What is being asked.
Pictures appear among the records. Write out all else exactly as it stands.

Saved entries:
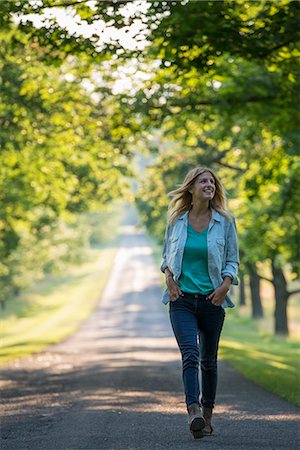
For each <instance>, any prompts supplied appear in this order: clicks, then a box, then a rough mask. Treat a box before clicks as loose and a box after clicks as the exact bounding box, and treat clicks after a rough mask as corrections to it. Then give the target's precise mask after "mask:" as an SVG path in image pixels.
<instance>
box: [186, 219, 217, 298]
mask: <svg viewBox="0 0 300 450" xmlns="http://www.w3.org/2000/svg"><path fill="white" fill-rule="evenodd" d="M207 232H208V228H206V230H204V231H202V233H198V232H197V231H196V230H194V229H193V227H192V226H191V225H190V224H188V228H187V240H186V243H185V247H184V253H183V259H182V268H181V275H180V277H179V280H178V285H179V288H180V289H181V290H182V291H184V292H191V293H194V294H204V295H205V294H208V293H209V292H211V291H213V290H214V287H213V284H212V282H211V279H210V277H209V274H208V256H207Z"/></svg>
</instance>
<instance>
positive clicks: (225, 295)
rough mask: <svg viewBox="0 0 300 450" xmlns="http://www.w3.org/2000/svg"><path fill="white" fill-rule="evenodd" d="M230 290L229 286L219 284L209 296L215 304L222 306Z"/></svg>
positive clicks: (212, 303)
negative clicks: (228, 288)
mask: <svg viewBox="0 0 300 450" xmlns="http://www.w3.org/2000/svg"><path fill="white" fill-rule="evenodd" d="M228 291H229V289H228V287H227V286H219V287H218V288H217V289H215V290H214V291H213V292H212V293H211V294H210V295H209V296H208V298H209V300H210V301H211V303H212V304H213V305H216V306H220V305H221V304H222V303H223V302H224V300H225V297H226V294H227V292H228Z"/></svg>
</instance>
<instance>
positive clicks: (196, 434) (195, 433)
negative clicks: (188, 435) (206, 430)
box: [190, 417, 206, 439]
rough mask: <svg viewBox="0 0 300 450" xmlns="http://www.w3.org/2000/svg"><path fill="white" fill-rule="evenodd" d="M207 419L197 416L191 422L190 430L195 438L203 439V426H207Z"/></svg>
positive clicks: (191, 432) (195, 438)
mask: <svg viewBox="0 0 300 450" xmlns="http://www.w3.org/2000/svg"><path fill="white" fill-rule="evenodd" d="M205 425H206V423H205V419H204V418H203V417H195V419H194V420H193V421H192V423H191V424H190V431H191V433H192V435H193V436H194V439H201V438H202V437H203V436H204V434H203V431H202V430H203V428H204V427H205Z"/></svg>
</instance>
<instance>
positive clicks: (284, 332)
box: [272, 261, 289, 336]
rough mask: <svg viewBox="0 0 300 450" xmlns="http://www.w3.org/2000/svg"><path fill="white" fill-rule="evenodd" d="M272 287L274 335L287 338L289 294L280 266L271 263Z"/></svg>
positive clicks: (287, 330) (281, 269) (285, 281)
mask: <svg viewBox="0 0 300 450" xmlns="http://www.w3.org/2000/svg"><path fill="white" fill-rule="evenodd" d="M272 273H273V285H274V290H275V313H274V319H275V334H281V335H284V336H287V335H288V334H289V329H288V318H287V302H288V298H289V293H288V290H287V282H286V279H285V276H284V273H283V270H282V269H281V267H280V266H277V265H275V263H274V261H272Z"/></svg>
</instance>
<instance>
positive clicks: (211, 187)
mask: <svg viewBox="0 0 300 450" xmlns="http://www.w3.org/2000/svg"><path fill="white" fill-rule="evenodd" d="M215 192H216V182H215V179H214V177H213V176H212V174H211V173H210V172H203V173H201V174H200V175H198V177H197V178H196V180H195V182H194V185H193V187H192V188H191V189H190V193H191V194H192V196H193V200H198V201H199V200H200V201H203V200H206V201H207V200H212V199H213V198H214V195H215Z"/></svg>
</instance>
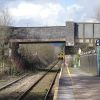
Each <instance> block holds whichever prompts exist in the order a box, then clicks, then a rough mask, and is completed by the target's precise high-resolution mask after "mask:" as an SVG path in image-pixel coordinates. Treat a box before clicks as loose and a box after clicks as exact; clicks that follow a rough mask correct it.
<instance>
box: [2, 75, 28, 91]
mask: <svg viewBox="0 0 100 100" xmlns="http://www.w3.org/2000/svg"><path fill="white" fill-rule="evenodd" d="M28 75H29V74H26V75H23V76H22V77H20V78H18V79H17V80H14V81H12V82H10V83H8V84H7V85H4V86H3V87H1V88H0V91H2V90H3V89H5V88H8V87H9V86H11V85H13V84H15V83H17V82H18V81H20V80H22V79H23V78H25V77H26V76H28Z"/></svg>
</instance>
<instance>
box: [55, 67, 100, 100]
mask: <svg viewBox="0 0 100 100" xmlns="http://www.w3.org/2000/svg"><path fill="white" fill-rule="evenodd" d="M56 91H57V93H56V94H57V95H56V96H55V98H54V100H100V77H96V76H93V75H91V74H88V73H85V72H83V71H82V70H80V69H79V68H68V67H65V68H63V70H62V74H61V77H60V79H59V87H58V89H57V90H56Z"/></svg>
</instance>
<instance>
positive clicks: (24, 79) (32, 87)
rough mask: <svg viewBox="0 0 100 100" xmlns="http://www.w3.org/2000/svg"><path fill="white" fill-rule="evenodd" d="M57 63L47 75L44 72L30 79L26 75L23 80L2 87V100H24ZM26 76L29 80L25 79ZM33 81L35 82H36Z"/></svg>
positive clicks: (0, 92)
mask: <svg viewBox="0 0 100 100" xmlns="http://www.w3.org/2000/svg"><path fill="white" fill-rule="evenodd" d="M57 63H58V62H57ZM57 63H55V64H54V65H53V66H52V67H51V68H50V69H49V70H48V71H47V72H46V73H45V74H44V73H43V72H42V73H41V74H40V75H39V74H38V75H36V76H35V75H32V76H29V77H28V75H25V76H23V77H22V78H20V79H18V80H16V81H14V82H12V83H10V84H8V85H6V86H4V87H2V88H1V89H0V100H21V99H23V98H24V96H25V95H27V94H28V92H29V91H30V90H31V89H32V88H33V87H35V85H37V84H38V83H39V82H40V81H41V80H42V79H43V78H44V77H45V76H46V75H47V74H48V73H49V71H50V70H52V69H53V67H54V66H55V65H56V64H57ZM26 76H27V78H25V77H26ZM25 80H26V81H25ZM32 80H34V82H33V81H32ZM24 81H25V82H24Z"/></svg>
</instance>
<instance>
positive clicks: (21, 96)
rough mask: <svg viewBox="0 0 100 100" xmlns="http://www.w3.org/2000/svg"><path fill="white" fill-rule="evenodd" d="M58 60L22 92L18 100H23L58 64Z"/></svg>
mask: <svg viewBox="0 0 100 100" xmlns="http://www.w3.org/2000/svg"><path fill="white" fill-rule="evenodd" d="M58 62H59V61H57V62H56V63H55V64H54V65H53V66H52V67H51V68H50V69H49V70H48V71H47V72H46V73H45V74H44V75H42V76H41V77H40V78H39V79H38V80H37V81H36V82H35V83H34V84H32V85H31V86H30V87H29V88H28V89H27V90H26V91H25V92H24V93H23V94H21V95H20V96H19V97H18V98H17V99H16V100H22V99H23V98H25V96H26V95H27V94H28V93H29V92H30V91H31V90H32V88H33V87H35V86H36V85H37V84H38V83H39V82H40V81H41V80H42V79H43V78H44V77H45V76H46V75H47V74H48V73H49V72H50V71H51V70H52V69H53V68H54V67H55V65H57V64H58Z"/></svg>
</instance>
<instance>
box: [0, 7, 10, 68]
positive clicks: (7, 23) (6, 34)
mask: <svg viewBox="0 0 100 100" xmlns="http://www.w3.org/2000/svg"><path fill="white" fill-rule="evenodd" d="M9 25H11V17H10V15H9V12H8V10H7V9H0V59H1V66H2V67H4V59H5V51H6V49H7V43H8V37H9V35H10V30H9V27H8V26H9Z"/></svg>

Task output.
For each <instance>, any prompts supplied appear in this order: clicks, then a box, then a rough mask. Treat a box before clicks as loose and a box after clicks as the exact bounding box, and treat clicks after a rough mask as corrections to it. Then give the target's precise mask after "mask:" as an SVG path in image pixels.
<instance>
box: [186, 219, 217, 298]
mask: <svg viewBox="0 0 300 450" xmlns="http://www.w3.org/2000/svg"><path fill="white" fill-rule="evenodd" d="M207 232H208V228H206V230H204V231H202V233H198V232H197V231H196V230H194V229H193V227H192V226H191V225H190V224H188V228H187V240H186V243H185V247H184V253H183V259H182V268H181V275H180V277H179V280H178V285H179V288H180V289H181V290H182V291H184V292H191V293H194V294H204V295H205V294H208V293H209V292H211V291H213V290H214V287H213V284H212V282H211V279H210V277H209V274H208V256H207Z"/></svg>
</instance>
<instance>
positive clicks: (225, 295)
rough mask: <svg viewBox="0 0 300 450" xmlns="http://www.w3.org/2000/svg"><path fill="white" fill-rule="evenodd" d="M230 290L229 286L219 284L209 296L215 304L222 306Z"/></svg>
positive clicks: (212, 303)
negative clicks: (228, 288)
mask: <svg viewBox="0 0 300 450" xmlns="http://www.w3.org/2000/svg"><path fill="white" fill-rule="evenodd" d="M228 291H229V289H228V287H227V286H219V287H218V288H217V289H215V290H214V291H213V292H212V293H211V294H210V295H209V296H208V298H209V300H210V301H211V303H212V304H213V305H216V306H220V305H221V304H222V303H223V302H224V300H225V297H226V294H227V292H228Z"/></svg>
</instance>
<instance>
positive clicks: (196, 434) (195, 433)
negative clicks: (188, 435) (206, 430)
box: [190, 417, 206, 439]
rough mask: <svg viewBox="0 0 300 450" xmlns="http://www.w3.org/2000/svg"><path fill="white" fill-rule="evenodd" d="M207 419L197 416L191 422L190 430L195 438L203 439V426H207Z"/></svg>
positive clicks: (191, 432) (195, 438)
mask: <svg viewBox="0 0 300 450" xmlns="http://www.w3.org/2000/svg"><path fill="white" fill-rule="evenodd" d="M205 425H206V423H205V419H204V418H203V417H195V419H194V420H193V421H192V423H191V424H190V431H191V433H192V435H193V436H194V439H201V438H202V437H203V436H204V434H203V431H202V430H203V428H204V427H205Z"/></svg>
</instance>
<instance>
positive clicks: (284, 332)
box: [272, 261, 289, 336]
rough mask: <svg viewBox="0 0 300 450" xmlns="http://www.w3.org/2000/svg"><path fill="white" fill-rule="evenodd" d="M272 287L274 335L287 338L289 294L280 266L271 263Z"/></svg>
positive clicks: (287, 330) (281, 269) (285, 281)
mask: <svg viewBox="0 0 300 450" xmlns="http://www.w3.org/2000/svg"><path fill="white" fill-rule="evenodd" d="M272 273H273V285H274V290H275V313H274V319H275V334H281V335H284V336H287V335H288V334H289V329H288V318H287V302H288V298H289V293H288V290H287V282H286V279H285V276H284V273H283V270H282V269H281V267H280V266H277V265H275V263H274V261H272Z"/></svg>
</instance>
<instance>
positive clicks: (211, 187)
mask: <svg viewBox="0 0 300 450" xmlns="http://www.w3.org/2000/svg"><path fill="white" fill-rule="evenodd" d="M215 192H216V182H215V179H214V177H213V176H212V174H211V173H210V172H203V173H201V174H200V175H198V177H197V178H196V180H195V182H194V185H193V187H192V188H191V189H190V193H191V194H192V196H193V200H198V201H199V200H200V201H203V200H206V201H207V200H212V199H213V198H214V195H215Z"/></svg>
</instance>
Each <instance> block holds whichever prompts exist in the order a box, then clicks, then a rough mask, and is completed by the target's precise high-resolution mask after "mask:" as an SVG path in image-pixel coordinates. Treat a box before clicks as loose and a box after clicks as exact; clicks that follow a rough mask correct it.
<instance>
box: [2, 75, 28, 91]
mask: <svg viewBox="0 0 100 100" xmlns="http://www.w3.org/2000/svg"><path fill="white" fill-rule="evenodd" d="M28 75H29V74H26V75H23V76H22V77H20V78H18V79H17V80H14V81H12V82H10V83H8V84H7V85H4V86H3V87H1V88H0V91H2V90H3V89H5V88H8V87H9V86H11V85H13V84H15V83H17V82H18V81H20V80H22V79H23V78H25V77H26V76H28Z"/></svg>
</instance>
<instance>
box: [55, 67, 100, 100]
mask: <svg viewBox="0 0 100 100" xmlns="http://www.w3.org/2000/svg"><path fill="white" fill-rule="evenodd" d="M56 91H57V93H56V94H57V95H56V96H55V98H54V100H100V77H96V76H93V75H91V74H88V73H85V72H83V71H82V70H80V69H79V68H68V67H65V68H63V70H62V74H61V77H60V79H59V87H58V89H57V90H56Z"/></svg>
</instance>
<instance>
positive clicks: (24, 79) (32, 87)
rough mask: <svg viewBox="0 0 100 100" xmlns="http://www.w3.org/2000/svg"><path fill="white" fill-rule="evenodd" d="M57 63L47 75L44 72L30 79L26 75L23 80L2 87V100H24ZM26 76L29 80L25 79ZM33 81L35 82H36Z"/></svg>
positive clicks: (0, 92)
mask: <svg viewBox="0 0 100 100" xmlns="http://www.w3.org/2000/svg"><path fill="white" fill-rule="evenodd" d="M57 63H58V62H57ZM57 63H55V64H54V65H53V66H52V67H51V68H50V69H49V70H48V71H47V72H46V73H45V74H44V73H43V72H42V73H41V74H40V75H39V74H38V75H36V76H35V75H32V76H29V77H28V75H25V76H23V77H22V78H20V79H18V80H16V81H14V82H12V83H10V84H8V85H6V86H4V87H2V88H1V89H0V100H21V99H23V98H24V96H25V95H27V94H28V92H29V91H30V90H31V89H32V88H33V87H35V85H37V84H38V83H39V82H40V81H41V80H42V79H43V78H44V77H45V76H46V75H47V74H48V73H49V71H50V70H52V69H53V67H54V66H55V65H56V64H57ZM26 76H27V78H25V77H26ZM25 80H26V81H25ZM32 80H34V82H33V81H32ZM24 81H25V82H24Z"/></svg>
</instance>
<instance>
positive clicks: (21, 96)
rough mask: <svg viewBox="0 0 100 100" xmlns="http://www.w3.org/2000/svg"><path fill="white" fill-rule="evenodd" d="M58 60L22 92L18 100H23L58 64Z"/></svg>
mask: <svg viewBox="0 0 100 100" xmlns="http://www.w3.org/2000/svg"><path fill="white" fill-rule="evenodd" d="M58 62H59V61H57V62H56V63H55V64H54V65H53V66H52V67H51V68H50V69H49V70H48V71H47V72H46V73H45V74H44V75H42V76H41V77H40V78H39V79H38V80H37V81H36V82H35V83H34V84H32V85H31V86H30V87H29V88H28V89H27V90H26V91H25V92H24V93H23V94H21V95H20V96H19V97H18V98H17V99H16V100H22V99H23V98H25V96H26V95H27V94H28V93H29V92H30V91H31V90H32V88H33V87H35V86H36V85H37V84H38V83H39V82H40V81H41V80H42V79H43V78H44V77H45V76H46V75H47V74H48V73H49V72H50V71H51V70H52V69H53V68H54V67H55V65H57V64H58Z"/></svg>
</instance>
<instance>
box: [0, 7, 10, 68]
positive clicks: (7, 23) (6, 34)
mask: <svg viewBox="0 0 100 100" xmlns="http://www.w3.org/2000/svg"><path fill="white" fill-rule="evenodd" d="M9 25H11V17H10V15H9V12H8V10H7V9H0V59H1V66H2V67H4V59H5V51H6V49H7V43H8V37H9V35H10V30H9V27H8V26H9Z"/></svg>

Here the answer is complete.